--- BEGIN TEXT EXTRACT ---

AMENDMENT OF OPTION AGREEMENT
EX-10.67 4 khmtexh10_67.htm KOLR EXTENSION TO OPTION AGREEMENT EXHIBIT 10.67 khmtexh10_67.htm
Exhibit 10.67
AMENDMENT OF OPTION AGREEMENT
This Amendment to Option Agreement (“Amendment”) is entered into as of December 17, 2012 by and between Mission Broadcasting, Inc. (“Mission”) and Nexstar Broadcasting, Inc. (“Nexstar”). Each of Mission and Nexstar may be referred to herein as a “party” and collectively as the “parties.”
WHEREAS, Mission is the Federal Communications Commission (“FCC”) licensee of television broadcast station KOLR, Springfield, Missouri (the “Station”).
WHEREAS, Nexstar, Mission and David S. Smith are parties to that certain Option Agreement dated as of December 30, 2003, which outlines the terms and conditions upon which Nexstar may purchase from Mission the assets of the Station consistent with the rules and written policies of the FCC (the “Option Agreement”). Capitalized terms not otherwise defined herein shall have the meaning assigned to such terms in the Option Agreement.
WHEREAS, Mr. Smith passed away on March 28, 2011 and the parties desire to amend the Option Agreement to remove Mr. Smith as a party to the Option Agreement.
WHEREAS, the Option Agreement’s expiration date is the ninth anniversary of the Option Agreement.
WHEREAS, the parties desire to extend the Option Agreement for an additional ten (10) year term.

--- END TEXT EXTRACT ---

● **GOAL 1**:
According to the option agreement amendment, on what date did Mr. Smith pass away?

--- BEGIN SUPPLIED MATERIAL ---

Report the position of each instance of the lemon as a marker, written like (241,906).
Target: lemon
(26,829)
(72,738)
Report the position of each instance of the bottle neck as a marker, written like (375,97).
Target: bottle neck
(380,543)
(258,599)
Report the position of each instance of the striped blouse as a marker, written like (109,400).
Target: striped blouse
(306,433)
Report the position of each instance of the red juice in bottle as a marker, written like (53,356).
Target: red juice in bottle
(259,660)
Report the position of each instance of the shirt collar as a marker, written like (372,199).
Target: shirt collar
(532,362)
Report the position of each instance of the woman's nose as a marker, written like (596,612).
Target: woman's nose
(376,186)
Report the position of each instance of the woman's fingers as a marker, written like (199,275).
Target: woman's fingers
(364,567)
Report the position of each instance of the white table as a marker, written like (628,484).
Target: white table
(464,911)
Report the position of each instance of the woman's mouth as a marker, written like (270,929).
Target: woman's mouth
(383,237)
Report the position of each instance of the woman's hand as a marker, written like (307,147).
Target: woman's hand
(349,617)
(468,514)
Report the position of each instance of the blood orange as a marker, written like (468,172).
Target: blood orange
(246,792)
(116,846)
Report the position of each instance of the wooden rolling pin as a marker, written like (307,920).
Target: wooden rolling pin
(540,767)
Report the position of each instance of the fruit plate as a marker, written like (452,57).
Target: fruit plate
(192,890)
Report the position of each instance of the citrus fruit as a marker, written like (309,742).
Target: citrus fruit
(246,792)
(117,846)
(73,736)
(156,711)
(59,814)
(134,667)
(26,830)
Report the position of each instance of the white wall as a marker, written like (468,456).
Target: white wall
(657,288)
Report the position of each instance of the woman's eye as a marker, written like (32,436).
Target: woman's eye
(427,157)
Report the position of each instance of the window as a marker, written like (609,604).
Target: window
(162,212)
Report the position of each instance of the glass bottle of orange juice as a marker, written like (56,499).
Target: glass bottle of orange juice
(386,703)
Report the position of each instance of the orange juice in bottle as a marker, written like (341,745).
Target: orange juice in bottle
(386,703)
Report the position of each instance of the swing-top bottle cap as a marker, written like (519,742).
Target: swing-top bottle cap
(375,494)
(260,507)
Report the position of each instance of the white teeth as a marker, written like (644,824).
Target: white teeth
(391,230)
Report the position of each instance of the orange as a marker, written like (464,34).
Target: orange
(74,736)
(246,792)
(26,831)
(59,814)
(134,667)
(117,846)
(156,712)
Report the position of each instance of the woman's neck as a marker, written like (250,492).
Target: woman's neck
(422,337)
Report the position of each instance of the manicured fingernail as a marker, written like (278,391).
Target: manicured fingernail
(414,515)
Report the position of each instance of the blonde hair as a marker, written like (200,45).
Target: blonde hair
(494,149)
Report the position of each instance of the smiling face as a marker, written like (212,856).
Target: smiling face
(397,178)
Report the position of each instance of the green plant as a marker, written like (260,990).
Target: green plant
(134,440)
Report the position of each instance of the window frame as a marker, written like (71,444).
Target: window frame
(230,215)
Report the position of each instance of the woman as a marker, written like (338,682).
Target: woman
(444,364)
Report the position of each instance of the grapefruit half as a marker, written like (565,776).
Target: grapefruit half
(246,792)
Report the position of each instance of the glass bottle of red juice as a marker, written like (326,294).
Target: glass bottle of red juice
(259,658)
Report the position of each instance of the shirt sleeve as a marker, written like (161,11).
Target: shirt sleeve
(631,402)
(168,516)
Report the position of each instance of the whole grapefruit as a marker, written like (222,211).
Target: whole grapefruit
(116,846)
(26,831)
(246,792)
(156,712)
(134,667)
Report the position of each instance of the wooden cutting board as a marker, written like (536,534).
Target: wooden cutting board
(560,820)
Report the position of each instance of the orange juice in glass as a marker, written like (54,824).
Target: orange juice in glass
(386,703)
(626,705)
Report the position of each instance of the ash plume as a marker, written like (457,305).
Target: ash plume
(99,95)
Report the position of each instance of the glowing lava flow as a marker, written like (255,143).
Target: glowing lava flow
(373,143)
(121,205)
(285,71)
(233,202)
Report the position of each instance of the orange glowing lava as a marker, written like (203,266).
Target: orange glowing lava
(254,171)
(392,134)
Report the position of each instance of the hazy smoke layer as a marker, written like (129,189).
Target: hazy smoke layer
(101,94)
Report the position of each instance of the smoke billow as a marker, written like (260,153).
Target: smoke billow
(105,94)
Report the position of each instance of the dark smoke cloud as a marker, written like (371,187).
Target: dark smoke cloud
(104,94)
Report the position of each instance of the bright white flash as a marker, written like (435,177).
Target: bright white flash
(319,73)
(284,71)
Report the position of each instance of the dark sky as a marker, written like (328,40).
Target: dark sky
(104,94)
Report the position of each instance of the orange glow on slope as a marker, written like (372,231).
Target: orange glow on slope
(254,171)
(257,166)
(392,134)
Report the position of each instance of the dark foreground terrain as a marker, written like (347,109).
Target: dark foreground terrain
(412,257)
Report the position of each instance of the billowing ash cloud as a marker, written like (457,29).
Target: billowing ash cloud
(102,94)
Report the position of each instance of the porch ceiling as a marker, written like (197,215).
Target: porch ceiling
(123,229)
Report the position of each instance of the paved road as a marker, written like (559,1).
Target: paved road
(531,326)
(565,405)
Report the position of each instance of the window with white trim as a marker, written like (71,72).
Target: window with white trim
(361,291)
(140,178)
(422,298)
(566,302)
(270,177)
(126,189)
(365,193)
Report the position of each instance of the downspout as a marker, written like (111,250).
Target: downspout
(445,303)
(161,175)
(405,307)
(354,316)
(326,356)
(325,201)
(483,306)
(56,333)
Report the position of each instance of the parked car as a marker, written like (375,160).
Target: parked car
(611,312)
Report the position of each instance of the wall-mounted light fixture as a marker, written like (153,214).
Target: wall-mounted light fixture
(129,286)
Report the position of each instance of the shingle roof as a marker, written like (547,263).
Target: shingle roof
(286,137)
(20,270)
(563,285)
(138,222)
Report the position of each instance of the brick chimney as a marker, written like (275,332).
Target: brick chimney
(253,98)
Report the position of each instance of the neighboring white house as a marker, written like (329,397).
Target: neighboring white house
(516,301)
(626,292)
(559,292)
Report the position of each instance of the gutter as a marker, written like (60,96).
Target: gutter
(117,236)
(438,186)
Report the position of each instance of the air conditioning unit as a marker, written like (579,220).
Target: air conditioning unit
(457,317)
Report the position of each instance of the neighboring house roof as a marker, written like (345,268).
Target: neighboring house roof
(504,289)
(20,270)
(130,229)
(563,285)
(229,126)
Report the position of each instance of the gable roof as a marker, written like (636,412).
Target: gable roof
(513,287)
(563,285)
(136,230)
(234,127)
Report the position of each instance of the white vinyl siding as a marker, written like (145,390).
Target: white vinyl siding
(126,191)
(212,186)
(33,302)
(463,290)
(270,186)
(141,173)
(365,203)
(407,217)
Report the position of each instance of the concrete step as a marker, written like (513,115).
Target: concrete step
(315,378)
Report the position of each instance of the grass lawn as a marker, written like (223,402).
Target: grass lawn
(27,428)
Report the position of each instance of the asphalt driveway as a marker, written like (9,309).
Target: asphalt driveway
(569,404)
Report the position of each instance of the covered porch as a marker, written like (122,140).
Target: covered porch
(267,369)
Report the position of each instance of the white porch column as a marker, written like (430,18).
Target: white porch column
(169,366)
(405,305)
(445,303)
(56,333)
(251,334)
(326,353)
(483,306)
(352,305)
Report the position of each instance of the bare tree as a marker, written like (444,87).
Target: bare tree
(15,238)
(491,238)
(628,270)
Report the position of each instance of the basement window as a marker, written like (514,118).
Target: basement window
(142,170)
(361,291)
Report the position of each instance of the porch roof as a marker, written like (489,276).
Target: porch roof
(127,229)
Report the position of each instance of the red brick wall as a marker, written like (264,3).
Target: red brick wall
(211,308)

--- END SUPPLIED MATERIAL ---

● **GOAL 2**:
Return each line of the records that contains the string "glowing". Case counts.

● **CORRECT RESPONSE 1**:
March 28, 2011

● **CORRECT RESPONSE 2**:
Report the position of each instance of the glowing lava flow as a marker, written like (255,143).
Target: glowing lava flow
Report the position of each instance of the orange glowing lava as a marker, written like (203,266).
Target: orange glowing lava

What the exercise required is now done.